WHAT YOU HAVE TO DO:
Set down all of the records exactly, leaving none out.

AVAILABLE DATA:
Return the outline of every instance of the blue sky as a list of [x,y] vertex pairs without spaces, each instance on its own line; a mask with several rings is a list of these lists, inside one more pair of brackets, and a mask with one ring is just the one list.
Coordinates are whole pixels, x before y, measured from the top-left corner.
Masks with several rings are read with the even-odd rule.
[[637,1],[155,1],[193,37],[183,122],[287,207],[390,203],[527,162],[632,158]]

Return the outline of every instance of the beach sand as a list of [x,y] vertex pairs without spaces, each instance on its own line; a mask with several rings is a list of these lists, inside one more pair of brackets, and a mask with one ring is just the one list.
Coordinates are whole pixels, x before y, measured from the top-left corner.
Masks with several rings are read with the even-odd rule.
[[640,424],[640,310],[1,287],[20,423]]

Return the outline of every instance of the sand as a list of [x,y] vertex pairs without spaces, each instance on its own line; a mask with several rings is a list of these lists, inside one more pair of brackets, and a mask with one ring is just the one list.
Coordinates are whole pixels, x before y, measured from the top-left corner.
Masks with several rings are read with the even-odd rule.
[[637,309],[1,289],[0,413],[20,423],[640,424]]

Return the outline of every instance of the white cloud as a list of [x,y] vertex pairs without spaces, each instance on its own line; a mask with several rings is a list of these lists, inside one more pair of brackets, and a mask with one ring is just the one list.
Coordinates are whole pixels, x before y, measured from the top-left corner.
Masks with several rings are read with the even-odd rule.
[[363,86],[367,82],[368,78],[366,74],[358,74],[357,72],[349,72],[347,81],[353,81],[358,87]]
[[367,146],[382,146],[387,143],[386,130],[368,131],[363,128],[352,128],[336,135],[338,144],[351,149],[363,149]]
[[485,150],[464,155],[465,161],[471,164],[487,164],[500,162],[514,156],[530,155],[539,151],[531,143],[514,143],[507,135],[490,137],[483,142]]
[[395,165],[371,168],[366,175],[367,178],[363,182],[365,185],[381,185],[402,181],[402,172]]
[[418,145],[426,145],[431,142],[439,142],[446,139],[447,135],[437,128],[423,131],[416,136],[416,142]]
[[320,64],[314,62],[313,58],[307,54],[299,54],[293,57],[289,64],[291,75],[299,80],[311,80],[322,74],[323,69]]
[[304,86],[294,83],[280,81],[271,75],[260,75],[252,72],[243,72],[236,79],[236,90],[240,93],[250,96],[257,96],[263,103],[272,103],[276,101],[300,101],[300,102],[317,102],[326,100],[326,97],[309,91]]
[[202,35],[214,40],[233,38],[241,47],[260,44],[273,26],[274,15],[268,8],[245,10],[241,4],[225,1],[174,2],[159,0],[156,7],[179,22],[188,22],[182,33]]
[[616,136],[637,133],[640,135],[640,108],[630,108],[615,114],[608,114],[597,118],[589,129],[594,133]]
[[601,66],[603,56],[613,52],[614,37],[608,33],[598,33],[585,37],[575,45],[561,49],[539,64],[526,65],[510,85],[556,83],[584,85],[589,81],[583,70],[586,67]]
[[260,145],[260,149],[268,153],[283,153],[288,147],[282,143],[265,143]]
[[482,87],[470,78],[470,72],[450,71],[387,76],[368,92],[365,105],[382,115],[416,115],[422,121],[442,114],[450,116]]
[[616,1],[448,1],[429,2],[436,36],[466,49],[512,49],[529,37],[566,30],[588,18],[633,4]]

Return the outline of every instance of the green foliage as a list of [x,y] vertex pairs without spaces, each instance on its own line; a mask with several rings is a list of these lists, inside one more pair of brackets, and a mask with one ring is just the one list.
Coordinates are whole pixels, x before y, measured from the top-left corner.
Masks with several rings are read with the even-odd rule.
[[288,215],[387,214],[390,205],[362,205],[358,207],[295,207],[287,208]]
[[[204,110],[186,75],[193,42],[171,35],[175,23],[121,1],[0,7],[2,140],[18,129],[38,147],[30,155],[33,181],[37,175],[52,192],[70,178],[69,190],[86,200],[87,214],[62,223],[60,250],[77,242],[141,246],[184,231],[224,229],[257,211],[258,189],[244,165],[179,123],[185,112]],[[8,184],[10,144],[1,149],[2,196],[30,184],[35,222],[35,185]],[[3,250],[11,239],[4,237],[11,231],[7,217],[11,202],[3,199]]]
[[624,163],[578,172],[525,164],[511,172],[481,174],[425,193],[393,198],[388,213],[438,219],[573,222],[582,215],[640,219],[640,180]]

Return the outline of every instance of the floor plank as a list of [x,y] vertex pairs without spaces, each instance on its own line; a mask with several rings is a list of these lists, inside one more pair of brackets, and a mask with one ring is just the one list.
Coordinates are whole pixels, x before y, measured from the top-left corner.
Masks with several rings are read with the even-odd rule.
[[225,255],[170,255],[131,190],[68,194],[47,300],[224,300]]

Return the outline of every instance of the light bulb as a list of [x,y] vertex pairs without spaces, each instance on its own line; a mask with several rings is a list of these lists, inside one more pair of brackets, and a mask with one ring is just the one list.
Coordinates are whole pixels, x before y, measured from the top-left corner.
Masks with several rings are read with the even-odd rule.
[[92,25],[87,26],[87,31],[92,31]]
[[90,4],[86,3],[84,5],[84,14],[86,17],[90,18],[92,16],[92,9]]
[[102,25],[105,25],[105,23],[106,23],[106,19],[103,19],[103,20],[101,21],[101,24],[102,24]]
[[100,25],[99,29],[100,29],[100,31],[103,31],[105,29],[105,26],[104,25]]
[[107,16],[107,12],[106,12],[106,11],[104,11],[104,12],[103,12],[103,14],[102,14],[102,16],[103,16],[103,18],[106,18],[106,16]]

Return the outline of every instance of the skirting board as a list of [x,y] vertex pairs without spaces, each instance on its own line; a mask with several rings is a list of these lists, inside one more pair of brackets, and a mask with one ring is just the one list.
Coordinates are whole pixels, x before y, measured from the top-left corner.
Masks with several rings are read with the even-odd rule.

WRITTEN RESPONSE:
Return the outline of every instance of the blue sky as a list of [x,y] vertex pairs without spaces, each instance on its own line; a mask with several rings is a list of these lists, inside one more pair of brackets, and a mask with one ring is just the one list.
Coordinates are whole pixels, x before y, measured from the top-left corner.
Masks with several rings are read with the even-odd rule.
[[637,1],[155,1],[193,37],[183,122],[287,207],[390,203],[527,162],[632,158]]

Return the outline of every instance of the beach sand as a list of [x,y] vertex pairs without spaces, each instance on its own line; a mask with several rings is a list of these lists, inside one more pair of brackets, and a mask with one ring is just the one list.
Coordinates are whole pixels, x before y, measured from the top-left corner.
Masks with several rings are read with the even-odd rule.
[[640,424],[640,310],[1,287],[20,423]]

Return the outline of every instance of the sand as a list of [x,y] vertex pairs without spaces, each instance on its own line; a mask with several rings is a list of these lists, inside one more pair of brackets, and a mask with one ring is just the one list.
Coordinates are whole pixels, x before y, measured from the top-left corner.
Masks with several rings are read with the even-odd rule.
[[637,309],[1,289],[0,413],[20,423],[640,424]]

Return the outline of every instance of the white cloud as a list of [x,y] vertex pairs without spaces, each instance on its own line; a mask with several rings is a list of these lists, inside one more pair of brackets, and a mask with one ring is just the one list.
Coordinates are whole pixels, x before y, measured from the top-left corner.
Masks with several rings are read with the even-odd rule.
[[363,86],[367,82],[368,78],[366,74],[358,74],[357,72],[349,72],[347,81],[353,81],[358,87]]
[[367,146],[382,146],[387,143],[386,130],[368,131],[363,128],[352,128],[336,135],[338,144],[351,149],[363,149]]
[[485,150],[464,155],[465,161],[471,164],[487,164],[500,162],[514,156],[530,155],[539,151],[531,143],[514,143],[507,135],[490,137],[483,142]]
[[395,165],[371,168],[366,175],[367,178],[363,182],[365,185],[381,185],[402,181],[402,172]]
[[418,145],[426,145],[431,142],[439,142],[446,139],[447,135],[437,128],[423,131],[416,136],[416,142]]
[[320,64],[314,62],[313,58],[307,54],[299,54],[293,57],[289,64],[291,75],[299,80],[311,80],[322,74],[323,69]]
[[304,86],[294,83],[280,81],[271,75],[260,75],[252,72],[243,72],[236,79],[236,90],[240,93],[250,96],[257,96],[263,103],[272,103],[276,101],[300,101],[300,102],[317,102],[326,100],[326,97],[309,91]]
[[202,35],[214,40],[233,38],[241,47],[260,44],[273,26],[274,15],[268,8],[245,10],[241,4],[225,1],[174,2],[159,0],[156,7],[179,22],[188,22],[182,33]]
[[616,136],[637,133],[640,135],[640,108],[630,108],[615,114],[608,114],[597,118],[589,129],[594,133]]
[[601,66],[603,56],[613,52],[614,37],[608,33],[598,33],[585,37],[575,45],[561,49],[539,64],[526,65],[510,85],[556,83],[584,85],[589,81],[583,70],[586,67]]
[[260,145],[260,149],[268,153],[283,153],[288,147],[282,143],[265,143]]
[[482,87],[470,78],[470,72],[450,71],[387,76],[368,92],[365,105],[382,115],[416,115],[422,121],[442,114],[450,116]]
[[616,1],[448,1],[429,2],[436,36],[466,49],[512,49],[529,37],[566,30],[588,18],[633,4]]

Return the outline of every instance of the green foliage as a list of [x,y] vertex pairs without spaces, each instance on its own line; a mask with several rings is a list of these lists, inside one more pair of brackets, and a mask with one ring is just the one list.
Coordinates are whole pixels, x before y, measured from the top-left corner.
Masks with several rings are read with the even-odd rule.
[[288,215],[387,214],[390,205],[362,205],[358,207],[295,207],[287,208]]
[[[204,110],[186,75],[193,42],[171,35],[175,23],[121,1],[0,7],[2,140],[18,129],[38,147],[30,155],[33,181],[37,175],[52,192],[70,178],[69,190],[86,200],[87,214],[62,223],[60,250],[77,242],[141,246],[184,231],[224,229],[257,211],[258,189],[244,165],[179,123],[185,112]],[[8,184],[10,144],[1,149],[2,196],[30,184],[35,222],[35,185]],[[3,250],[11,239],[4,237],[11,231],[7,217],[11,202],[3,199]]]
[[624,163],[578,172],[525,164],[511,172],[481,174],[425,193],[393,198],[388,213],[438,219],[573,222],[582,215],[640,219],[640,180]]

Return the outline of every instance of the floor plank as a list of [x,y] vertex pairs without spaces, each instance on its own line; a mask with several rings is a list of these lists, inside one more pair of brackets, and a mask with one ring is just the one list.
Coordinates are whole pixels, x before y, measured from the top-left corner.
Masks with several rings are read with the even-odd rule.
[[225,255],[170,255],[131,190],[68,194],[47,300],[224,300]]

Return the outline of every instance of the light bulb as a list of [x,y] vertex pairs without spaces, each instance on its own line; a mask with several rings is a list of these lists, inside one more pair of brackets, and a mask with one ring is just the one list.
Coordinates are whole pixels, x before y, measured from the top-left corner.
Masks with several rings are read with the even-odd rule.
[[92,25],[87,26],[87,31],[92,31]]
[[90,4],[86,3],[84,5],[84,14],[86,17],[90,18],[92,16],[92,9]]
[[102,25],[105,25],[105,23],[106,23],[106,19],[103,19],[103,20],[101,21],[101,24],[102,24]]
[[100,25],[99,29],[100,29],[100,31],[103,31],[105,29],[105,26],[104,25]]
[[107,16],[107,12],[106,12],[106,11],[104,11],[104,12],[103,12],[103,14],[102,14],[102,16],[103,16],[103,18],[106,18],[106,16]]

Return the outline of every instance of the skirting board as a list of [x,y] vertex pairs without spaces, each instance on its own line; a mask with several rings is a list of these lists, inside one more pair of brackets, and a mask with one ring is just the one list.
Coordinates are whole pixels, x before y, measured from the top-left corner.
Masks with several rings are read with the even-odd rule.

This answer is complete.